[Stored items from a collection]
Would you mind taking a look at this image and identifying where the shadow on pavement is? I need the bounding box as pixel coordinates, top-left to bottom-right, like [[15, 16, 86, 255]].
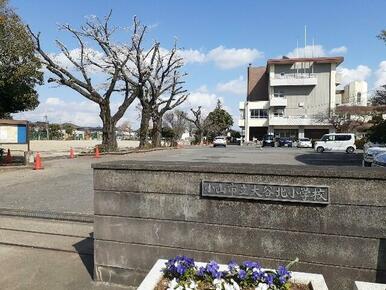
[[295, 152, 363, 166], [73, 232, 94, 279]]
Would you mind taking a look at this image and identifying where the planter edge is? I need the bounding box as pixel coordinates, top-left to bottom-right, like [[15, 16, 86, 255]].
[[137, 259, 328, 290], [354, 281, 386, 290]]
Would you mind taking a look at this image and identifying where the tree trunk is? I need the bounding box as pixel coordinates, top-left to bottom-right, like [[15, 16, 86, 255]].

## [Prompt]
Send back the entries above exactly. Skip the images.

## [Task solution]
Would you mind taking a look at this image and identifying where the shadow on pavement is? I need the bounding box as pixel coordinates, top-left to bottom-right, like [[15, 16, 86, 255]].
[[295, 152, 363, 166], [73, 232, 94, 279]]
Would you mind taking a look at this image and identifying where the planter edge is? I need the bounding box as pixel coordinates, top-left to bottom-right, like [[15, 16, 86, 255]].
[[137, 259, 328, 290], [354, 281, 386, 290]]
Would you mind taking a look at this image and identifying where the tree trunk is? I need the bounding box as pixel coordinates, top-left to bottom-right, like [[15, 16, 86, 255]].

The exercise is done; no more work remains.